• DATA FOR PROCESSING
━━━

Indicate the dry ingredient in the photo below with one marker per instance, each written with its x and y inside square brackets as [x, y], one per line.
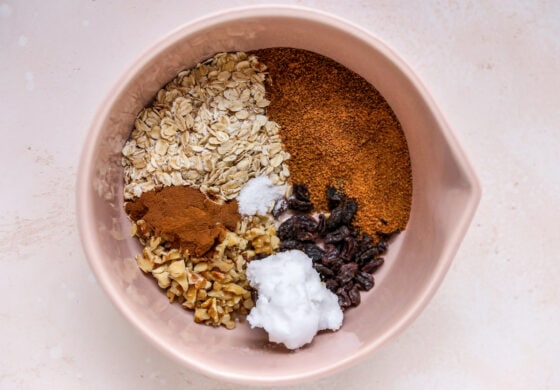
[292, 305]
[184, 217]
[205, 152]
[340, 132]
[344, 257]
[215, 287]
[258, 195]
[206, 129]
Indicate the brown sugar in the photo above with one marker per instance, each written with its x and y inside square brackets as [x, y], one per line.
[185, 217]
[340, 131]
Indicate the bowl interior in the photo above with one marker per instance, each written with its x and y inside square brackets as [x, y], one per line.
[444, 197]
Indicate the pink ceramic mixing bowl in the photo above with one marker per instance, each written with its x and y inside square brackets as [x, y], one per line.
[446, 193]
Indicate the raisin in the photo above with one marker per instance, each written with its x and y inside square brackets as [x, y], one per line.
[324, 271]
[347, 272]
[286, 230]
[332, 285]
[334, 197]
[338, 235]
[343, 299]
[330, 255]
[348, 249]
[364, 280]
[313, 251]
[280, 207]
[321, 225]
[289, 245]
[305, 223]
[382, 246]
[354, 295]
[349, 209]
[300, 205]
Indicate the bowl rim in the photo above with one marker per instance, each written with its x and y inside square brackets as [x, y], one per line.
[83, 193]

━━━

• PROBLEM DETAILS
Taking the line that contains "Indicate the brown" as the starting point, copy every line through the end of the listing exactly, and write nothing further.

• TASK RESPONSE
Indicate the brown sugar in the photo above with one marker per instance, each written with its x and y inside square brackets as [x, y], one per line.
[185, 217]
[340, 131]
Indicate the bowl interior in the photo above with one marker per instance, each written with its x and y inside square brackets as [x, y], one per line.
[444, 197]
Indicate the pink ceramic mixing bowl in the photo above with one marker per instance, each written with its x and y inside square brackets as [x, y], one per line.
[446, 193]
Indicate the raisin in the photo above with one marker per instance, each written with its x and y inside square brackets as [x, y], one per line.
[324, 271]
[347, 272]
[286, 230]
[332, 285]
[334, 197]
[338, 235]
[343, 299]
[330, 255]
[348, 249]
[364, 280]
[313, 251]
[280, 207]
[321, 225]
[289, 245]
[305, 223]
[382, 246]
[354, 295]
[349, 209]
[300, 205]
Indicate the bowl rim in the photo above with one marker per instance, each written with its x and y inside square brackets as [x, y], one per line.
[83, 193]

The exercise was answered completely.